§ TEXT EXTRACT
____________________

Thats what I'm also doing for a good while now, honestly in most new-ish games I have a hard time telling the difference between high-max heck sometimes even medium is all good to my eyes nowadays.
Sure if I have the spare GPU power to max out settings and still have an acceptable performance for my taste then I will do that but otherwise I will just tweak/lower settings and game on all the same.

For me personally the best looking game I've played in the past years is still Plague Tale Requiem and it had no issues with my 8 GB card whatsoever. 'launch day version maxed out with DLSS Quality since to me it looks better than the in game TAA'
 
What if you want sharp visuals instead of a smudged look that DLSS still cannot avoid?

Also as much as people hype DLSS with good reason, they usually crap all over FSR even when it truly depends on how you use it.

In RE2 for example FSR 1.0 combined with VSR looks insanely good and way better than the default presentation.

 
while i enjoy graphics that surpass the consoles (one reason why i have a pc),
but the days i blindly maxed out settings are gone, after i started reading reviews with side by side comparison of visual impact.
for the stuff i/friends/family play, you can always lower a setting here and there, without having a big impact on visual IQ (e.g. shadows).

I blindly max out setttings on my main PC but also enjoy tuning settings on my secondary PC sometimes just to compare in person...... I also like to look at FSR side by side with DLSS..... RT on vs off side by side.

I even have an all AMD PC just to make sure there is no funny business going on with FSR on Nvidia cards...

I like having two capable PC to compare those sort of things and make my own decisions on how I want to play the game.

I also realize I am probably in the minority lol.

What if you want sharp visuals instead of a smudged look that DLSS still cannot avoid?

Also as much as people hype DLSS with good reason, they usually crap all over FSR even when it truly depends on how you use it.

In RE2 for example FSR 1.0 combined with VSR looks insanely good and way better than the default presentation.


DLSS with DLDSR looks amazing as well but you need a 4090 to do it at 4k so very limited except for older games that support DLSS.

____________________

§ GIVEN DATA
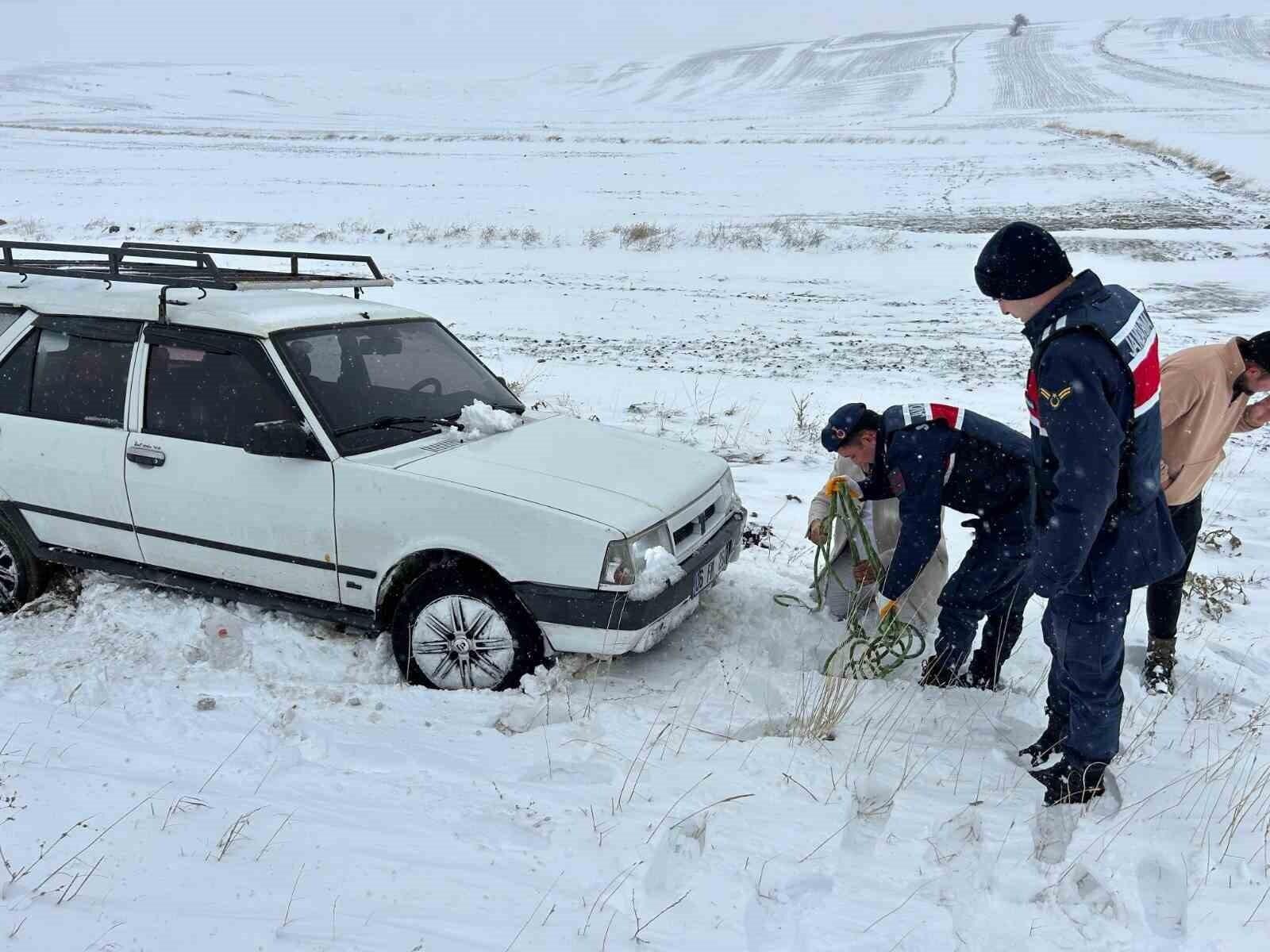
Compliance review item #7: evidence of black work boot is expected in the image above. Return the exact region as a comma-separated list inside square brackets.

____________________

§ REQUIRED ACTIONS
1) In the discussion of game graphics settings, which game is named as the best looking game played in the past years?
2) Reproduce the passage of the discussion of game graphics settings from "I blindly max out" to "play the game.".

§ RESPONSES TO THE TASKS
1) Plague Tale Requiem

2)
I blindly max out setttings on my main PC but also enjoy tuning settings on my secondary PC sometimes just to compare in person...... I also like to look at FSR side by side with DLSS..... RT on vs off side by side.

I even have an all AMD PC just to make sure there is no funny business going on with FSR on Nvidia cards...

I like having two capable PC to compare those sort of things and make my own decisions on how I want to play the game.